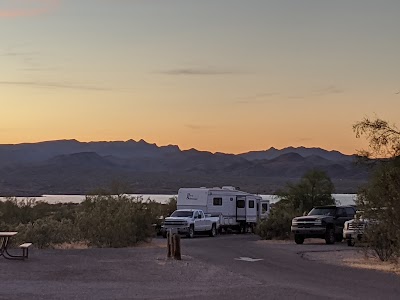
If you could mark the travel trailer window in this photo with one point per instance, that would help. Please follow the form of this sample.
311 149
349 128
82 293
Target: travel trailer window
217 201
264 208
251 203
240 203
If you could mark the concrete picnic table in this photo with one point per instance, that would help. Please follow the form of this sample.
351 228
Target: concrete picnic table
5 237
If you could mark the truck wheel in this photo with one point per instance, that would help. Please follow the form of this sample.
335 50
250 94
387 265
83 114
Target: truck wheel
191 232
330 236
339 238
213 231
299 239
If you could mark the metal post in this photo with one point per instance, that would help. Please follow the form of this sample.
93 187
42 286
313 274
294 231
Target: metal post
177 246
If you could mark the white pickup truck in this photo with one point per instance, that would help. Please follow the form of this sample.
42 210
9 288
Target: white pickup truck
190 222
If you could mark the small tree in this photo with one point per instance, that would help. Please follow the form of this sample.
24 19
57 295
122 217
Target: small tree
315 188
379 200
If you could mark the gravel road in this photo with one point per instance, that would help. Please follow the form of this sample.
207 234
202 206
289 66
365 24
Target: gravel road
211 268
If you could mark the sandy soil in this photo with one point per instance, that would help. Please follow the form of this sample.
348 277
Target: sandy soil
337 254
356 259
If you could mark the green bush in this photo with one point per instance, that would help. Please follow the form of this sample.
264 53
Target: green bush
314 188
101 220
115 221
46 232
277 226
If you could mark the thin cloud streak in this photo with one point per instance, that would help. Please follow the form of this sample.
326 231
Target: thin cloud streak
54 85
45 6
190 72
255 99
198 127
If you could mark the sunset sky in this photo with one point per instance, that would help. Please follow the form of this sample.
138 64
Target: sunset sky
216 75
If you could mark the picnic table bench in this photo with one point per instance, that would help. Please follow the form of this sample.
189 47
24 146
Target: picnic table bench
5 237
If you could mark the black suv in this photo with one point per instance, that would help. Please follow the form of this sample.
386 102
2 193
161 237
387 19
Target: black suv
324 222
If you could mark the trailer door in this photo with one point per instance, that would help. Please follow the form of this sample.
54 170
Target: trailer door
241 208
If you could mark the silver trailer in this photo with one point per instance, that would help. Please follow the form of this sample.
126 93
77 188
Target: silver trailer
236 209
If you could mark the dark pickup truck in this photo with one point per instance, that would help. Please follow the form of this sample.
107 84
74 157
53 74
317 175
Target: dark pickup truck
324 222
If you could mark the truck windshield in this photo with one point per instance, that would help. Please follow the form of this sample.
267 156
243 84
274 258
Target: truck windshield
182 213
322 211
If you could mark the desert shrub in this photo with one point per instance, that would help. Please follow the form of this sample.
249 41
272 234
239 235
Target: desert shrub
379 239
277 226
314 188
46 232
115 221
379 202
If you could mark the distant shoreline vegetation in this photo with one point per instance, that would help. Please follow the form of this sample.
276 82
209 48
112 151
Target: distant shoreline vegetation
342 199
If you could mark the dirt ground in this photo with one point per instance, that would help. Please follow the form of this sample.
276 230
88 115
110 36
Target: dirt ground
338 254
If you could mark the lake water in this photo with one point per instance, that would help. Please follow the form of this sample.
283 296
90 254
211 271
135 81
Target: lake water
342 199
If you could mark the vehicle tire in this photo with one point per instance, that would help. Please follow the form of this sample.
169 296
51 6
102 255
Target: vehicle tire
330 236
190 234
213 231
299 239
351 242
339 238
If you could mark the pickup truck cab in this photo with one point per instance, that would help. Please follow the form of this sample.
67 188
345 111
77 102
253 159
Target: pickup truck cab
326 222
191 221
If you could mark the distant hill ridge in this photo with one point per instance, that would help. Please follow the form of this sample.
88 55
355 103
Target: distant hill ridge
70 166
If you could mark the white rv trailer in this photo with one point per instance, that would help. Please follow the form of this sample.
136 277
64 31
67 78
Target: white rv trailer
236 209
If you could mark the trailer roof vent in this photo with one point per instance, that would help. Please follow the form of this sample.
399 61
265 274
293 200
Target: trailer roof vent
231 188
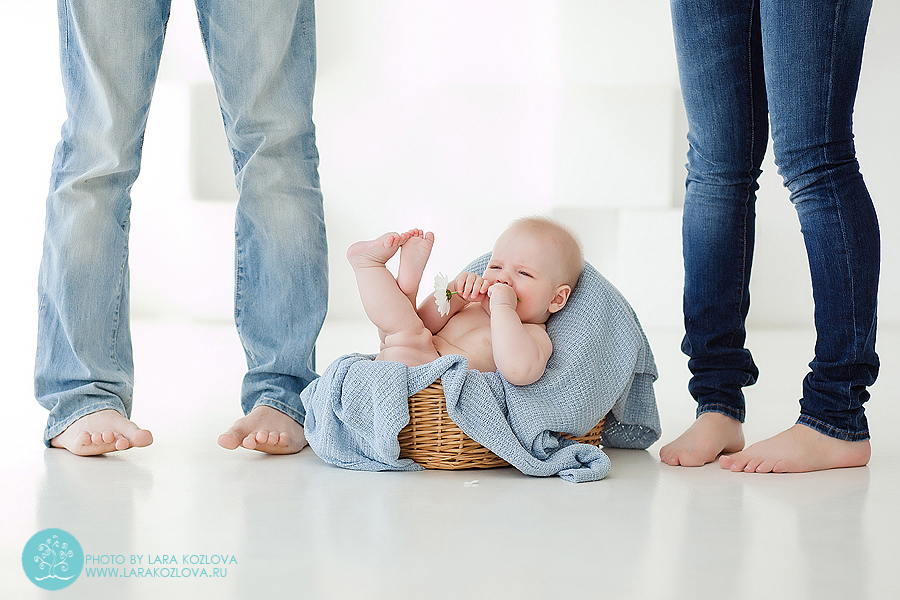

·····

▸ 할 일
위의 행 가운데 "tree" 문자열이 들어 있는 행을 모두 골라 옮겨 적으세요. 대소문자를 구분합니다.

▸ 완료된 작업
If you could mark the small tree in this photo with one point per instance, that would help. Please follow the form of this sample.
Target: small tree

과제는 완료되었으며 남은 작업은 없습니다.